Task objective: Print, exactly and completely, every entry in the data.

Rows from a pointing dataset:
-- -- --
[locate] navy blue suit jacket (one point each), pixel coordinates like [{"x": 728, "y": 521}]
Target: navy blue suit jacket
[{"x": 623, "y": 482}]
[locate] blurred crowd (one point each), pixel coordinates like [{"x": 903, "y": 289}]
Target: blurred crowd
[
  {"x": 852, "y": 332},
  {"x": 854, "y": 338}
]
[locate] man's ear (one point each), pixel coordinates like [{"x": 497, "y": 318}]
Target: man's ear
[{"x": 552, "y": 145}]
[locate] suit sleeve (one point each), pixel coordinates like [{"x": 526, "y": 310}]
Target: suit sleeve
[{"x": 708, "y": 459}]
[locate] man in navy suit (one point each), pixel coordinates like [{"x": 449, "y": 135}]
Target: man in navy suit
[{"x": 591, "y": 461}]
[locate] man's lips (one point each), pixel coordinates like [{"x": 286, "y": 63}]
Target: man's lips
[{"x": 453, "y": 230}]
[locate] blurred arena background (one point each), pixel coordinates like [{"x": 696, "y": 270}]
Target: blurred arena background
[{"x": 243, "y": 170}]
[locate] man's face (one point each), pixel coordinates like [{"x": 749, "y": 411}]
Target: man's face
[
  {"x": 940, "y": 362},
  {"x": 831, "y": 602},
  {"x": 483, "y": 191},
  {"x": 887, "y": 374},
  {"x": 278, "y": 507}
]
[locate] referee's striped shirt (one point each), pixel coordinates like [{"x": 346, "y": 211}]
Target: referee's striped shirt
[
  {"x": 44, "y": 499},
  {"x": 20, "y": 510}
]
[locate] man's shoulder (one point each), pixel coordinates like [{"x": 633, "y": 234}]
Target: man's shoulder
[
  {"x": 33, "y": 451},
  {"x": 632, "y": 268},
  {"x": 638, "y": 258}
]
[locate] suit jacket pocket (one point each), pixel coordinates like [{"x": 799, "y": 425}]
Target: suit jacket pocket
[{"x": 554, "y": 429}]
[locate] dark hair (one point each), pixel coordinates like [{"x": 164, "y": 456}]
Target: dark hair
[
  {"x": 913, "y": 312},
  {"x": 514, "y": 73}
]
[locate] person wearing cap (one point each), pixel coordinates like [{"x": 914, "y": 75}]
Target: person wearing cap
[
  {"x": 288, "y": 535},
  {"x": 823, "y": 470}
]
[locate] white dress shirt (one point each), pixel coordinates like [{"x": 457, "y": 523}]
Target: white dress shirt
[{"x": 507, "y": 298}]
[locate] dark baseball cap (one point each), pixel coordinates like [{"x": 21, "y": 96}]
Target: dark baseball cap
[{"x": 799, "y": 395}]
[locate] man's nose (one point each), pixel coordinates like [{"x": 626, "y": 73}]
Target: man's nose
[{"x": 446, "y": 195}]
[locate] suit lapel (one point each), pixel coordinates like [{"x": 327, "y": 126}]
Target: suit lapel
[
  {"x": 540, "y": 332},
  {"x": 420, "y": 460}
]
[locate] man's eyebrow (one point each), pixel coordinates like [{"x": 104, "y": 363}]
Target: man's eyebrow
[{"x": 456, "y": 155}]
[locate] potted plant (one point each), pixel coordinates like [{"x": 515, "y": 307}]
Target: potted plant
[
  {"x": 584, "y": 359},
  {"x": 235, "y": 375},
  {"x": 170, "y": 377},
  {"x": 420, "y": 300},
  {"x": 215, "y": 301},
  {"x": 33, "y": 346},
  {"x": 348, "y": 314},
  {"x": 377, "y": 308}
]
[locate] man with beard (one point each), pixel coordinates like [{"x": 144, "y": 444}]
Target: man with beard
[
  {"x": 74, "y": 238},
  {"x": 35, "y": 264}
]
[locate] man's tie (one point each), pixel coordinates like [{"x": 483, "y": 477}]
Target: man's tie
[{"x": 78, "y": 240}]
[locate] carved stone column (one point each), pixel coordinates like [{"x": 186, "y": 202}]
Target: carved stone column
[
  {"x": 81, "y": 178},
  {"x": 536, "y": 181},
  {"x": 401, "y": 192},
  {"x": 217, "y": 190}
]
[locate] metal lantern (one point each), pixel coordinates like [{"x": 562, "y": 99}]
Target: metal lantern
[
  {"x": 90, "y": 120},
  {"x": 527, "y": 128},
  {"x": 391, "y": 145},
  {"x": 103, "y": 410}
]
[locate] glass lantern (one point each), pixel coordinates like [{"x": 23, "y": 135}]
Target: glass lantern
-- -- --
Final answer:
[locate] navy blue suit jacket (one point each), pixel coordinates like [{"x": 728, "y": 521}]
Target: navy blue suit jacket
[{"x": 623, "y": 482}]
[locate] blurred crowd (one point each), pixel coordinates like [{"x": 903, "y": 289}]
Target: blurred crowd
[
  {"x": 852, "y": 332},
  {"x": 854, "y": 338}
]
[locate] man's ear (one point each), pixel coordinates like [{"x": 497, "y": 318}]
Target: man's ear
[{"x": 552, "y": 145}]
[locate] suit sleeve (one point each), pixel coordinates like [{"x": 526, "y": 310}]
Target: suit sleeve
[{"x": 708, "y": 459}]
[locate] man in navy suit (one point each), pixel coordinates like [{"x": 449, "y": 135}]
Target: man in navy suit
[{"x": 591, "y": 461}]
[locate] man's lips (one point each), pixel coordinates like [{"x": 286, "y": 63}]
Target: man's lips
[{"x": 453, "y": 230}]
[locate] blurred arena background (one point each), pixel coordinates like [{"x": 696, "y": 270}]
Target: blurred arena background
[{"x": 243, "y": 170}]
[locate] man's face (one point each), pixel coordinates like [{"x": 749, "y": 411}]
Target: man's face
[
  {"x": 940, "y": 362},
  {"x": 831, "y": 602},
  {"x": 483, "y": 191},
  {"x": 887, "y": 374},
  {"x": 278, "y": 507}
]
[locate] referee's striped shirt (one point each), pixel coordinates like [{"x": 346, "y": 211}]
Target: referee's striped shirt
[
  {"x": 44, "y": 499},
  {"x": 20, "y": 510}
]
[locate] man's shoulder (one point each), pixel coordinates like [{"x": 633, "y": 234}]
Target: man's shoulder
[
  {"x": 33, "y": 451},
  {"x": 632, "y": 268},
  {"x": 638, "y": 258}
]
[locate] suit jacket pocket (one point each), pixel coordinates like [{"x": 799, "y": 425}]
Target: suit jacket pocket
[{"x": 554, "y": 429}]
[locate] dark hair (one point each), pixel coordinates like [{"x": 164, "y": 456}]
Target: dark hair
[
  {"x": 913, "y": 312},
  {"x": 514, "y": 73}
]
[locate] person wearing cap (one point each), pixel coordinates like [{"x": 914, "y": 75}]
Target: person wearing cap
[
  {"x": 288, "y": 535},
  {"x": 823, "y": 470}
]
[locate] white dress shirt (one point each), pixel coordinates like [{"x": 457, "y": 523}]
Target: white dress shirt
[{"x": 507, "y": 298}]
[locate] dark baseball cap (one point each), pixel coordinates like [{"x": 21, "y": 96}]
Target: dark baseball cap
[{"x": 799, "y": 395}]
[locate] man's nose (one point each), pixel coordinates like [{"x": 626, "y": 73}]
Target: man's nose
[{"x": 446, "y": 195}]
[locate] suit lapel (one point each), pixel coordinates like [{"x": 327, "y": 126}]
Target: suit lapel
[
  {"x": 540, "y": 332},
  {"x": 420, "y": 460}
]
[locate] man's eyebrow (one point each), pixel coordinates like [{"x": 104, "y": 363}]
Target: man's eyebrow
[{"x": 456, "y": 155}]
[locate] potted plant (one point each), pixel coordinates like [{"x": 515, "y": 307}]
Target: potted plant
[
  {"x": 584, "y": 359},
  {"x": 235, "y": 375},
  {"x": 170, "y": 377},
  {"x": 420, "y": 300},
  {"x": 215, "y": 301},
  {"x": 33, "y": 346},
  {"x": 348, "y": 314},
  {"x": 377, "y": 308}
]
[locate] man with beard (one point each), pixel coordinates like [{"x": 144, "y": 444}]
Target: man with beard
[
  {"x": 74, "y": 238},
  {"x": 35, "y": 264}
]
[locate] man's tie (one point each), pixel coordinates like [{"x": 483, "y": 477}]
Target: man's tie
[{"x": 78, "y": 240}]
[locate] carved stone column (one point each), pixel coordinates like [{"x": 186, "y": 202}]
Target: carved stone column
[
  {"x": 81, "y": 178},
  {"x": 536, "y": 181},
  {"x": 401, "y": 192},
  {"x": 217, "y": 190}
]
[locate] metal lantern (one point each), pixel coordinates like [{"x": 562, "y": 99}]
Target: metal lantern
[
  {"x": 90, "y": 120},
  {"x": 527, "y": 128},
  {"x": 391, "y": 145},
  {"x": 103, "y": 410}
]
[locate] glass lantern (one point each), pixel coordinates like [{"x": 23, "y": 135}]
Target: glass lantern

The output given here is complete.